◆ **EXTRAIT DU DOCUMENT**
----------------

La Commission nationale de l’informatique et des libertés (CNIL) vient de s’opposer sévèrement à deux nouveaux projets sécuritaires. Le premier porte sur un projet de reconnaissance faciale pour les lycées, le second concerne l’installation de micros dans la rue. Face à ce qu’elle considère être des dérives sécuritaires, la CNIL souhaite que soit lancé un nouveau débat public.
La région PACA rappelée à l’ordre
Vendredi 25 octobre, l’autorité en charge de l’application du RGPD a donc lancé une offensive contre ces deux projets, qu’elle estime être incompatibles avec les impératifs de ce texte législatif européen. La CNIL a ainsi fait parvenir une missive aux rectorats de Marseille et de Nice, ainsi qu’au président de la région Provence-Alpes-Côte-d’Azur (PACA). « Ce dispositif ne saurait être légalement mis en œuvre », rappelle ainsi la Commission qui s’oppose fermement au projet d’équiper deux lycées -celui des Eucalyptus à Nice et le lycée d’Ampère à Marseille- de portiques de reconnaissance faciale. Un dispositif destiné à filtrer à l’entrée de ces deux établissements les élèves volontaires.
La CNIL, dont le rôle n’est pourtant pas de donner son avis en amont d’un projet, avait tout de même été concertée par la région PACA, qui lui avait fait parvenir un rapport détaillant le projet. Dans ce rapport, des experts avaient évalué les potentiels dégâts en matière de vie privée. La Commission nationale de l’informatique et des libertés a ainsi pu estimer si ce projet de reconnaissance faciale était conforme ou non aux prérogatives du Règlement Général pour la Protection des Données. Et le moins que l’on puisse dire est que la CNIL n’a pas du tout été convaincue. Cette dernière estime d’ailleurs que si la région PACA persiste dans son projet d’installation de caméras de reconnaissance faciale, alors elle serait dans l’illégalité vis-à-vis du droit européen sur les données personnelles. Mardi 29 octobre, la commission a d’ailleurs accompagné son courrier d’avertissement d’un communiqué.
« Ce dispositif, qui ne devait concerner que les lycéens ayant préalablement consenti, et être expérimenté durant toute une année scolaire, devait permettre d’assister les agents en charge du contrôle d’accès aux lycées afin de prévenir les intrusions et les usurpations d’identité et de réduire la durée de ces contrôles », commence par expliquer la CNIL, qui « a considéré que le dispositif projeté est contraire aux grands principes de proportionnalité et de minimisation des données posés par le RGPD (Règlement général sur la protection des données). » La commission estime que « les objectifs de sécurisation et la fluidification des entrées dans ces lycées peuvent être atteints par des moyens bien moins intrusifs en termes de vie privée et de libertés individuelles, comme par exemple un contrôle par badge. »

----------------

(Éléments d'identification de lieux)

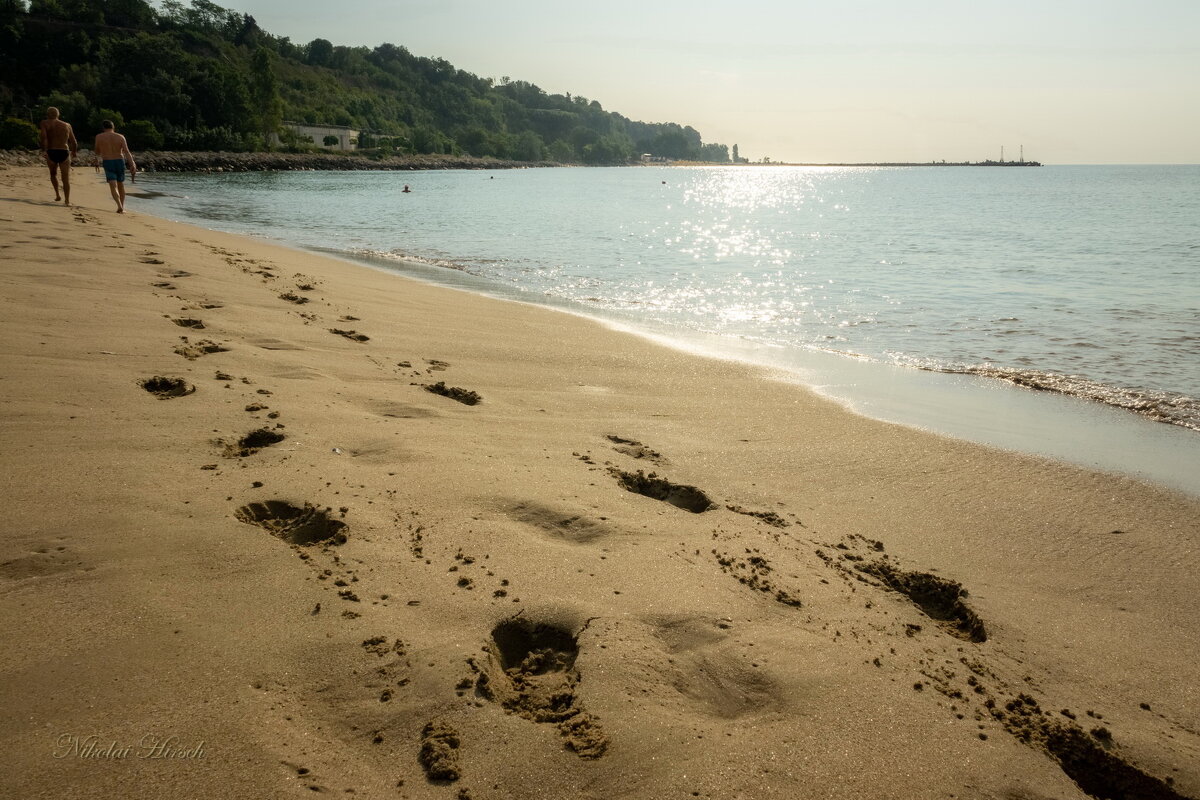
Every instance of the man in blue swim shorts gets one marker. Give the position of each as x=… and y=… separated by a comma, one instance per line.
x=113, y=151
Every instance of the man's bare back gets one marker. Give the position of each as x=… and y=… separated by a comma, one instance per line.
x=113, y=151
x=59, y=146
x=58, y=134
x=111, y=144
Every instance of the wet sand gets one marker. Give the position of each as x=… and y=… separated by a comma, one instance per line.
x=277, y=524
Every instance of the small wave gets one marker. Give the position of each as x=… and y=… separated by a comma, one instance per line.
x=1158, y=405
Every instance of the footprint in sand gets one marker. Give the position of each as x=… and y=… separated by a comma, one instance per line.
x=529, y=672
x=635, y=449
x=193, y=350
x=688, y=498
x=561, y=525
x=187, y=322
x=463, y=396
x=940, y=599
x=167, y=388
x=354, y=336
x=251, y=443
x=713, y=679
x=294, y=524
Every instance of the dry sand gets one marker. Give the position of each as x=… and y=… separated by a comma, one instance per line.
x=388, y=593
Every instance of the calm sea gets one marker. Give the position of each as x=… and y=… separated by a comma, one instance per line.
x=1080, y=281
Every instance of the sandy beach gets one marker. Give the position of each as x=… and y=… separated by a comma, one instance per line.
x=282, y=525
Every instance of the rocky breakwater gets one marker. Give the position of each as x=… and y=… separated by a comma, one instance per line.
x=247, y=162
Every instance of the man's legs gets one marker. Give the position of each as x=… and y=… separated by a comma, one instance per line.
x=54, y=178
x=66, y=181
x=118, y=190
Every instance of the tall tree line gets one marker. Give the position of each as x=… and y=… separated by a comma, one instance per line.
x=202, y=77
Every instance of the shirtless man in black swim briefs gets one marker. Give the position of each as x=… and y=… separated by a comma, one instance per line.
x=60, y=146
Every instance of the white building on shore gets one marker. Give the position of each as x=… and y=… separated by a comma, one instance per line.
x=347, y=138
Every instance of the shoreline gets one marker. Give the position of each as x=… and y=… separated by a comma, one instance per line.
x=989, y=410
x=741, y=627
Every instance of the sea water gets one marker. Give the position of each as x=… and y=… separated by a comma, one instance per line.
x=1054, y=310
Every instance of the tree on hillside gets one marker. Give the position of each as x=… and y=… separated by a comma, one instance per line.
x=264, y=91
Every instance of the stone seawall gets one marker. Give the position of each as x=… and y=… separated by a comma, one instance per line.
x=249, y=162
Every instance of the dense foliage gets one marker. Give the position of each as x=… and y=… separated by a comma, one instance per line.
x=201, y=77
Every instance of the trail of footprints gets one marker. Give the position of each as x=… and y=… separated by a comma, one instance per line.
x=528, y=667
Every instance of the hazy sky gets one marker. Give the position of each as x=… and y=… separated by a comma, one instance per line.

----------------

◆ **CONSIGNE**
Reprenez l'article sur l'opposition de la CNIL à la reconnaissance faciale dans les lycées et poursuivez-le après sa dernière phrase.

◆ **RÉSULTAT**
Des données particulièrement sensibles
D’autre part, « la Commission a rappelé que les traitements de données biométriques sont d’une sensibilité particulière, justifiant une protection renforcée des personnes. Notamment, les dispositifs de reconnaissance faciale sont particulièrement intrusifs et présentent des risques majeurs d’atteinte à la vie privée et aux libertés individuelles des personnes concernées. Ils sont par ailleurs de nature à créer un sentiment de surveillance renforcé. » Et la CNIL de conclure : « Un tel dispositif ne saurait donc être légalement mis en œuvre et il appartient désormais à la région et aux lycées concernés, responsables du dispositif envisagé, d’en tirer les conséquences. »
Une décision qu’a vivement dénoncé le président des Républicains de la région PACA, Renaud Muselier : « Cette décision a un siècle de retard ! », a-t-il jugé par communiqué, avant de déplorer : « Dans un monde où la reconnaissance faciale fait le quotidien de centaines de millions d’usagers de smartphones, il est incompréhensible de refuser des dossiers aussi simples et ambitieux que le nôtre ». Le jugement de la CNIL a en revanche été salué par les opposants au projet. « Cette première victoire contre la reconnaissance faciale en France ne peut que nous rendre optimistes dans la lutte qui nous oppose aux systèmes déjà existants », s’est ainsi réjouie La Quadrature du Net.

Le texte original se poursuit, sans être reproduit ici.